Each entry is to be retyped exactly as it stands.
━━━━━━
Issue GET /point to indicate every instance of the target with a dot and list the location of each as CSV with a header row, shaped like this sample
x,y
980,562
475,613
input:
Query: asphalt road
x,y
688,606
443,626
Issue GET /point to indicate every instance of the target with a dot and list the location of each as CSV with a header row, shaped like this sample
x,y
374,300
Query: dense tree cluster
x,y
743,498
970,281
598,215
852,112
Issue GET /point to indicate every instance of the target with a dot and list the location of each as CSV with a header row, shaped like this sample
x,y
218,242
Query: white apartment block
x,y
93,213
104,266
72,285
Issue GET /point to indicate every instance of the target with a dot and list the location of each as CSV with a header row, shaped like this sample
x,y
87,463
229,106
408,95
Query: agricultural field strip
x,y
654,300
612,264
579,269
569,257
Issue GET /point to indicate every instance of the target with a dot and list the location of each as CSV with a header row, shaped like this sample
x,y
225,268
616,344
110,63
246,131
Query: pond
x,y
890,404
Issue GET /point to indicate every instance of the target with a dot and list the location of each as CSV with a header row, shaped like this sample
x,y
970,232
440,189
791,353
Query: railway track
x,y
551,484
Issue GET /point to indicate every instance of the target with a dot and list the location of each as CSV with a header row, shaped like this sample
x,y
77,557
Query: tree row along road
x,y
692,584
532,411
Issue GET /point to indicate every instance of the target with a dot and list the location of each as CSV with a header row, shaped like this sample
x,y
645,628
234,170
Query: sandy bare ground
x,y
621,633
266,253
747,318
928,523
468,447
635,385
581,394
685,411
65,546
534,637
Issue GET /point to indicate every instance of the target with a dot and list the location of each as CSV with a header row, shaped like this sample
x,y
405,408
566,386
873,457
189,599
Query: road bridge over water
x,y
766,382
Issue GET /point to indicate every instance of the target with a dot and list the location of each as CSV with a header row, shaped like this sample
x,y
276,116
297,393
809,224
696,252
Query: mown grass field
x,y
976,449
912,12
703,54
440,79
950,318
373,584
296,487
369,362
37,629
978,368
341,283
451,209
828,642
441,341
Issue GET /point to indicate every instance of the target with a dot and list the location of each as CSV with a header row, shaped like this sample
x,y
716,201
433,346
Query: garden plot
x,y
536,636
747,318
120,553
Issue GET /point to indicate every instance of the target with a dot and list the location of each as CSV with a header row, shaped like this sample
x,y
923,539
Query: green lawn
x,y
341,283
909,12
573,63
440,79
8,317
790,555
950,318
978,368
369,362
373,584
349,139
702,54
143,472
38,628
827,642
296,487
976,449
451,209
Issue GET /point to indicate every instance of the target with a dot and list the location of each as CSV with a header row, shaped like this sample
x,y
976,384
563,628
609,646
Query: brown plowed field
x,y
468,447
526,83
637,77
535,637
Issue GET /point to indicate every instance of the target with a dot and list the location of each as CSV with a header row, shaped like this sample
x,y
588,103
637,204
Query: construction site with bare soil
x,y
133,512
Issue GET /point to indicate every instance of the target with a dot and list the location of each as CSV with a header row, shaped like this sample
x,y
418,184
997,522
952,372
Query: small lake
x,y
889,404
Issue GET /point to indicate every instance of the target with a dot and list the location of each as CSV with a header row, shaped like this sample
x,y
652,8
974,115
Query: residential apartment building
━━━━━━
• Result:
Issue GET /point to indicate every instance of the target with a dot and list the location of each as CSV with a header row, shaped like this sample
x,y
980,562
475,613
input:
Query: asphalt road
x,y
688,606
443,626
Issue GET /point to indicate every instance of the target with a dot and list the location of each as CSV with a header row, shaped like this sample
x,y
374,300
Query: dense tree cluster
x,y
743,498
970,281
598,215
852,112
Issue GET /point to indicate every instance of the target with a dot and list the location of each as CSV with a header row, shaped like this sample
x,y
218,242
Query: white apartment block
x,y
93,213
104,266
72,285
Issue GET /point to indicate every instance of the target with a dot and list the location of each as CSV with a header row, shaped like this sample
x,y
87,463
229,106
408,95
Query: agricultural field strip
x,y
654,300
612,264
579,269
569,257
Issue GET /point to indicate every instance of the target with a dot and list the location of each as CSV with a header row, shaped like this sample
x,y
225,268
616,344
110,63
246,131
Query: pond
x,y
890,404
Issue GET /point to indicate every instance of the target with a dot and list the location of each as CSV with a header row, shaped like this sample
x,y
970,232
440,189
791,353
Query: railway track
x,y
551,484
Issue GET /point to indicate every instance of the target with a dot and list the location of each as CSV with a header row, shaped like this sample
x,y
77,557
Query: tree row along road
x,y
692,584
532,411
Issue GET /point to indicate every instance of the target with a dot and list the location of each as CSV with a header row, shaped like this sample
x,y
645,628
234,170
Query: sandy bare ground
x,y
621,633
266,253
747,318
928,523
468,447
635,385
581,394
685,411
65,546
534,637
Issue GET /point to indicate every instance of the target with a dot and list the location of each as CSV with a header row, shaped like this sample
x,y
405,408
566,386
873,457
189,599
Query: road bridge over water
x,y
766,382
Issue GET /point to indicate every instance of the target with a dot and list the location of each as CSV with a header row, shaped like this sample
x,y
276,116
297,393
809,224
696,252
Query: mown grass field
x,y
976,449
912,12
703,54
440,79
950,318
373,584
296,487
369,362
37,629
978,368
341,283
451,209
828,642
441,341
Issue GET /point to indicate every instance of the target with a dot and list the location of each as CSV with a header row, shaped like this sample
x,y
716,201
433,346
Query: garden plot
x,y
536,636
747,318
120,553
Issue GET /point to indicate every instance of the target with a dot and list the location of each as CSV with a header row, shaped like this sample
x,y
923,539
Query: green lawn
x,y
341,283
909,12
573,63
440,79
8,317
790,555
950,318
978,368
369,362
373,584
349,139
702,54
143,472
38,628
827,642
296,487
976,449
451,209
Issue GET /point to indicate every instance of the target with a dot and list the location of each as CSV with a header row, shaped like this sample
x,y
976,384
563,628
609,646
Query: brown plowed field
x,y
468,447
526,83
637,77
535,637
Issue GET /point to indicate every instance of the target with a dot and list the location of each as CSV with a header row, shaped like this sample
x,y
588,103
637,204
Query: construction site with bare soil
x,y
133,512
Issue GET /point to indicate every instance of the target with a dot and list the location of each as CSV with a header row, shaped like this sample
x,y
418,184
997,522
952,372
Query: small lake
x,y
889,404
Issue GET /point to indicate every instance of the target with a dot and list the location of each as CSV with a header row, shaped like this sample
x,y
652,8
974,115
Query: residential apartment building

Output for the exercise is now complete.